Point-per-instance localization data

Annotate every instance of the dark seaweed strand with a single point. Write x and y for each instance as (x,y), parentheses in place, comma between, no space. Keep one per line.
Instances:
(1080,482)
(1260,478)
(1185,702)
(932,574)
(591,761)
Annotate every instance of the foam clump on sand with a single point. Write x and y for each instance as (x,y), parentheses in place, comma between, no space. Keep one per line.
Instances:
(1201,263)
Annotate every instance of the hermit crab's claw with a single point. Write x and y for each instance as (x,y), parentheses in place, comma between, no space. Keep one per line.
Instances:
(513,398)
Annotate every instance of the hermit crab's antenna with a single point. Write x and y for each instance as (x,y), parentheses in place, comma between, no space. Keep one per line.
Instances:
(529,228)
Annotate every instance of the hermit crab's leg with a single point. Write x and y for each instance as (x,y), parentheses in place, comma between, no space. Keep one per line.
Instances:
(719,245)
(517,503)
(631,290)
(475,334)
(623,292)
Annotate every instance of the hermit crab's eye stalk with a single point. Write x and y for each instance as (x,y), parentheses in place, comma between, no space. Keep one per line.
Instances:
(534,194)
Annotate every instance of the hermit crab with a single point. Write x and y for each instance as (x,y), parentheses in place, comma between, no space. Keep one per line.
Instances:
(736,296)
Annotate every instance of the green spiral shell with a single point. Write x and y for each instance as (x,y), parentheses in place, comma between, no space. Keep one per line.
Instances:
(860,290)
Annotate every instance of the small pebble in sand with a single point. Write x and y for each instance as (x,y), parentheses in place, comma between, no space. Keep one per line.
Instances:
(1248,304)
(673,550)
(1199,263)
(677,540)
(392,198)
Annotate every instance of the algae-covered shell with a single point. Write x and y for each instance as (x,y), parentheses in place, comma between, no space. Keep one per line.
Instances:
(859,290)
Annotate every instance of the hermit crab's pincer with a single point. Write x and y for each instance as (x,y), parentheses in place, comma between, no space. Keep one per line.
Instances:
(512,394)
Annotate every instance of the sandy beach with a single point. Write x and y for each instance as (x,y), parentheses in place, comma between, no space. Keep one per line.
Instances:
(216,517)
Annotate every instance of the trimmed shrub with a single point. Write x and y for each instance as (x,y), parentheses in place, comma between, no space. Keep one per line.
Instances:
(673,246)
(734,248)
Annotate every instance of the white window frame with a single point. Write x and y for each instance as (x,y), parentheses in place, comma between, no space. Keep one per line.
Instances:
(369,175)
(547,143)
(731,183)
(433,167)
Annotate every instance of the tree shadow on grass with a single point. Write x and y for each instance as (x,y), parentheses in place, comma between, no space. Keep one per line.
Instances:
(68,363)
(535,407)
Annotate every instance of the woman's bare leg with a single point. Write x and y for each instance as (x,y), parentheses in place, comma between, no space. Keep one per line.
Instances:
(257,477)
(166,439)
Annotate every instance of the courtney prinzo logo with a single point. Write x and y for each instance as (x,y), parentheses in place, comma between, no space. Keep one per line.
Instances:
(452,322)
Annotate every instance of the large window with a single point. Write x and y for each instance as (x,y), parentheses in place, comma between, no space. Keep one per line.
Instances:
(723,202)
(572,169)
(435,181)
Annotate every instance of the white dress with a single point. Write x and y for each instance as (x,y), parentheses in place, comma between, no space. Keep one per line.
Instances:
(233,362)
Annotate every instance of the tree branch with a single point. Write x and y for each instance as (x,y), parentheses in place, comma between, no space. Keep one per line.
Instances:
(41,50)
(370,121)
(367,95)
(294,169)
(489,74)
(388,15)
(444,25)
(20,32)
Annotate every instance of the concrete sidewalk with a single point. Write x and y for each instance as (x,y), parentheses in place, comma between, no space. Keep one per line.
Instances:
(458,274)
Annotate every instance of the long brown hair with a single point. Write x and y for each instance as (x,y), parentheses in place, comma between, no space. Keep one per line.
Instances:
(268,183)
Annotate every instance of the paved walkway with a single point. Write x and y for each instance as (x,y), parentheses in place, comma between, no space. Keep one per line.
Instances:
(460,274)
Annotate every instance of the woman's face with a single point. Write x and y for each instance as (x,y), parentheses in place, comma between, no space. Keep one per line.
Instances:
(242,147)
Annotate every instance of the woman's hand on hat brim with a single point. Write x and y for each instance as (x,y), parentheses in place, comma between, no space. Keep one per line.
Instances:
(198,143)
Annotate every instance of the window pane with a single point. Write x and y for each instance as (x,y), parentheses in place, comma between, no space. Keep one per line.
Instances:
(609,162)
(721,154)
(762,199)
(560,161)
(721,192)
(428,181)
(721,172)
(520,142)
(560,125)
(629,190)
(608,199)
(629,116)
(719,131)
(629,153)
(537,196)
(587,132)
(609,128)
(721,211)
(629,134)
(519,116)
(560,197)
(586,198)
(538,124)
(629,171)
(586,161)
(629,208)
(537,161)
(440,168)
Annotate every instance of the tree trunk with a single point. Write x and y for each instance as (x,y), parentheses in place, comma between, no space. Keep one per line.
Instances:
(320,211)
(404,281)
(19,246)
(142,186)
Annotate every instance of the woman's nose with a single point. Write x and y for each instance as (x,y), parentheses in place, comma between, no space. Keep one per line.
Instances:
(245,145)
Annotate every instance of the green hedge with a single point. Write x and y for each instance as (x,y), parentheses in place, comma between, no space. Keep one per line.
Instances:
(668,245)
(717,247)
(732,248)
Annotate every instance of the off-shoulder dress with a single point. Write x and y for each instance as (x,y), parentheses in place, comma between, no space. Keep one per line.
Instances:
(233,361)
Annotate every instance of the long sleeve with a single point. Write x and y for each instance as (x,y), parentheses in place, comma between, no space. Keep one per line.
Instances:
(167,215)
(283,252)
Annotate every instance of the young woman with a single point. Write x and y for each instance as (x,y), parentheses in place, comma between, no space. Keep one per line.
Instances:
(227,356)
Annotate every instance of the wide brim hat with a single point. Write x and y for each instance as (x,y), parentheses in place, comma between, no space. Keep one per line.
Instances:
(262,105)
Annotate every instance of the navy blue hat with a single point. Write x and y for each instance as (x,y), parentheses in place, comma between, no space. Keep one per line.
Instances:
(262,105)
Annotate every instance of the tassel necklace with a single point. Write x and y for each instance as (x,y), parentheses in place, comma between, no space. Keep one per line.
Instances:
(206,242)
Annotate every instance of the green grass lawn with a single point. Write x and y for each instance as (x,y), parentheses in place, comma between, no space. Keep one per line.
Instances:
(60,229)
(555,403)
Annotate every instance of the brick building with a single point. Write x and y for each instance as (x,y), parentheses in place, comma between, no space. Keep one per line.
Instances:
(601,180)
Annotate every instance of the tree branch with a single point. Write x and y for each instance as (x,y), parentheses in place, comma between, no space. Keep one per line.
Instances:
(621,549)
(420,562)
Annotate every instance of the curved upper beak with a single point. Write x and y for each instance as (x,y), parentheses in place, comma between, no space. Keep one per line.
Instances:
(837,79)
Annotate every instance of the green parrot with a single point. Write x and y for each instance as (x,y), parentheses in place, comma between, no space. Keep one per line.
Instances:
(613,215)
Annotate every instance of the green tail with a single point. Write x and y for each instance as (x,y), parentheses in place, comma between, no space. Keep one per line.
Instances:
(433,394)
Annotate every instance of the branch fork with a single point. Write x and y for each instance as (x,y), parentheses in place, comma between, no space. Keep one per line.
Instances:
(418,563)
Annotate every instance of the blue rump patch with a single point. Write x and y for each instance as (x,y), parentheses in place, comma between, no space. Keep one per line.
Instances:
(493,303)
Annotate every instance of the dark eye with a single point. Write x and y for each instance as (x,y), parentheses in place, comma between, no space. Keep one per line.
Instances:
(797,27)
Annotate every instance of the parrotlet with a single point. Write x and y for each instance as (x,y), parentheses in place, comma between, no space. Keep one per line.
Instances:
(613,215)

- _WHAT IS NEEDED_: Pull out each record as written and restate it exactly.

- _WRITTEN SOLUTION_:
Annotate every instance of the dark seaweed strand with a single point. Write x and y for each instance as (x,y), parentheses in place, comma between, no space. Keep one per line.
Instances:
(1080,482)
(1260,478)
(1185,702)
(932,574)
(591,761)
Annotate every instance of the foam clump on sand with a single point. Write x and y for each instance as (x,y), parentheses in place, comma between, no space. Keep one per line.
Instances:
(1201,263)
Annotate every instance of the hermit crab's claw with a single point. Write x and y for each instance as (x,y), parentheses in place, comma between, no space. Keep one per line.
Instances:
(513,398)
Annotate every instance of the hermit crab's antenna with a single point. Write x and y for each instance as (x,y), parentheses in place, comma between, no space. Keep one per line.
Instances:
(529,228)
Annotate every instance of the hermit crab's leg with a single point. Write x and y for each instance as (x,y), parentheses in place, comma between, no space. Keep one per line.
Instances:
(719,245)
(517,503)
(631,290)
(475,334)
(623,292)
Annotate every instance of the hermit crab's eye stalk with a single point. Write x and y for each instance as (x,y), parentheses in place, comma between, no space. Keep one per line.
Instances:
(534,194)
Annotate every instance of the hermit crab with a single point. Write x and y for each instance as (x,y), parentheses in place, comma between, no space. Keep one per line.
Instances:
(736,296)
Annotate every instance of the green spiral shell with a single point. Write x and y for each instance as (x,y), parentheses in place, comma between, no space. Keep one per line.
Instances:
(860,290)
Annotate every instance of the small pebble in sand with a single point. Write x and y for each instance as (x,y), parentheses in place, comma between, no space. Keep one per line.
Instances:
(1248,304)
(673,550)
(1199,263)
(677,540)
(392,198)
Annotate every instance of the algae-covered shell with a single point. Write x and y for each instance as (x,y), parentheses in place, comma between, no space. Keep one per line.
Instances:
(859,290)
Annotate every instance of the hermit crab's pincer with a single point. Write x and y for each instance as (x,y), parentheses in place, comma between, no space. Keep one per line.
Instances:
(512,394)
Annotate every instance of the sandy beach with a single point. Write x and y for each instance as (x,y), parentheses in place, comma between, no space. Keep one per line.
Instances:
(216,517)
Annotate every instance of the trimmed shrub with a single point. Write x and y for each instance as (x,y), parentheses in place, comma between, no space. Keep one per line.
Instances:
(673,246)
(734,248)
Annotate every instance of the white window frame with a single point. Write x and y for each instance as (x,y), parentheses in place, comma between, no space. Keep one per line.
Instances:
(369,175)
(547,143)
(731,183)
(433,167)
Annotate every instance of the tree shadow on grass with a single point. Write x and y for each instance as (x,y), parentheses in place, comma between, no space. Keep one per line.
Instances:
(68,363)
(535,407)
Annotate every instance of the woman's bare leg with a single point. Write x and y for each instance as (x,y), parentheses in place, comma between, no space. Keep one per line.
Instances:
(257,477)
(166,439)
Annotate every instance of the courtney prinzo logo with a single point. Write x and y for each instance as (x,y), parentheses in place, comma between, no space. Keep one per line.
Instances:
(452,322)
Annotate every instance of the large window with a single point. Write x and y for each instance as (x,y), parentheses in place, comma between, no space. Keep one per line.
Instances:
(723,202)
(572,169)
(435,181)
Annotate every instance of the white dress with a single point. Write x and y for each instance as (x,y), parentheses in place, comma between, no space. Keep one per line.
Instances:
(233,362)
Annotate every instance of the tree branch with a single point. Write x and y for each instance as (x,y), parentheses in place, comma between, no space. Keep one per line.
Instances:
(41,50)
(370,121)
(367,95)
(294,169)
(489,74)
(388,15)
(444,25)
(20,32)
Annotate every instance of the concrete sidewalk with a single point. Write x and y for each instance as (x,y), parentheses in place, comma between, no space. Keep one per line.
Instances:
(458,274)
Annotate every instance of the long brown hair with a single point. Write x and y for each instance as (x,y), parentheses in place, comma between, no space. Keep one per line.
Instances:
(268,183)
Annotate every instance of the paved walkway with a single point. Write x and y for each instance as (x,y), parentheses in place, comma between, no space. Keep one per line.
Instances:
(460,274)
Annotate every instance of the woman's face with a single point. Write x and y for each instance as (x,y), parentheses in place, comma between, no space. Keep one per line.
Instances:
(242,147)
Annotate every instance of the woman's hand on hat brim with a single point. Write x and y for each instance as (x,y), parentheses in place, comma between, no space. Keep one per line.
Instances:
(198,143)
Annotate every instance of the window pane with a single point. Write x and y for each instance as (x,y), parentheses in place, comma between, no space. Keep one per line.
Instances:
(609,162)
(721,154)
(762,199)
(560,161)
(721,192)
(428,181)
(721,172)
(520,142)
(560,125)
(629,190)
(608,199)
(629,116)
(719,131)
(629,153)
(537,196)
(587,132)
(609,128)
(721,211)
(629,134)
(519,116)
(560,197)
(586,198)
(538,124)
(629,171)
(586,161)
(629,208)
(537,161)
(440,168)
Annotate every instance of the tree trunk with a single point. Write x and y for each instance as (x,y), parentheses in place, comma between, no space. Keep one per line.
Instances:
(320,211)
(404,281)
(19,246)
(142,186)
Annotate every instance of the woman's nose with a single point. Write x and y for each instance as (x,y), parentheses in place, comma between, no space. Keep one per line.
Instances:
(245,145)
Annotate every instance of the green hedge with a single point. Write x and y for each instance as (x,y), parentheses in place, comma between, no space. Keep one per line.
Instances:
(668,245)
(717,247)
(732,248)
Annotate every instance of the off-shoulder dress with a single point. Write x and y for each instance as (x,y), parentheses in place, comma between, no space. Keep one per line.
Instances:
(233,361)
Annotate every instance of the long sleeve with a single point. Write x and y for each instance as (x,y), parentheses in place, comma between, no space. Keep one per line.
Instances:
(167,215)
(283,252)
Annotate every instance of the young woman with a single point. Write x and y for each instance as (x,y), parentheses in place, comma between, no space. Keep one per line.
Instances:
(227,356)
Annotate every instance of the wide brim hat with a single point. Write x and y for each instance as (x,y), parentheses in place, comma between, no space. Keep one per line.
Instances:
(262,105)
Annotate every instance of the navy blue hat with a single point. Write x and y for each instance as (x,y), parentheses in place, comma between, no space. Keep one per line.
Instances:
(262,105)
Annotate every instance of the tassel necklace with a single point. Write x and y for each instance as (x,y), parentheses in place, comma between, no space. Keep one per line.
Instances:
(206,242)
Annotate every instance of the green grass lawn with a single point. Write x and y for each instance as (x,y), parentheses in place, comma between, no space. Keep one per line.
Instances:
(60,229)
(555,403)
Annotate every instance of the brick building with a single point. Write x and y for each instance as (x,y), parentheses in place, comma between, no space. Keep one per line.
Instances:
(601,180)
Annotate every instance of the tree branch with a single point. Write x and y for each instance as (x,y), parentheses in place, comma between, no space. Keep one per line.
Instances:
(621,549)
(420,562)
Annotate every instance of the curved upper beak with a single point. Write x and y for each instance as (x,y), parentheses in place, comma between, no space. Keep one per line.
Instances:
(837,79)
Annotate every instance of the green parrot with a single point. Write x and y for each instance as (x,y), parentheses in place, comma between, no space. Keep one per line.
Instances:
(613,215)
Annotate every instance of the green tail with a single point. Write x and y for each instance as (x,y), parentheses in place, comma between, no space. Keep one per line.
Instances:
(433,394)
Annotate every instance of the branch fork with a single point. Write x and y for each instance as (x,y), parentheses in place, comma between, no space. Keep one per line.
Instances:
(418,563)
Annotate every instance of the blue rump patch with a single point. Write x and y for each instance as (x,y), parentheses in place, comma between, no space. Keep one per line.
Instances:
(493,303)
Annotate every instance of the dark eye with a single point. Write x and y for each instance as (x,y), parentheses in place, comma between, no space. Keep one per line.
Instances:
(797,27)
Annotate every instance of the parrotlet with a single point. Write x and y for each instance as (x,y), parentheses in place, comma between, no space. Keep one per line.
Instances:
(613,215)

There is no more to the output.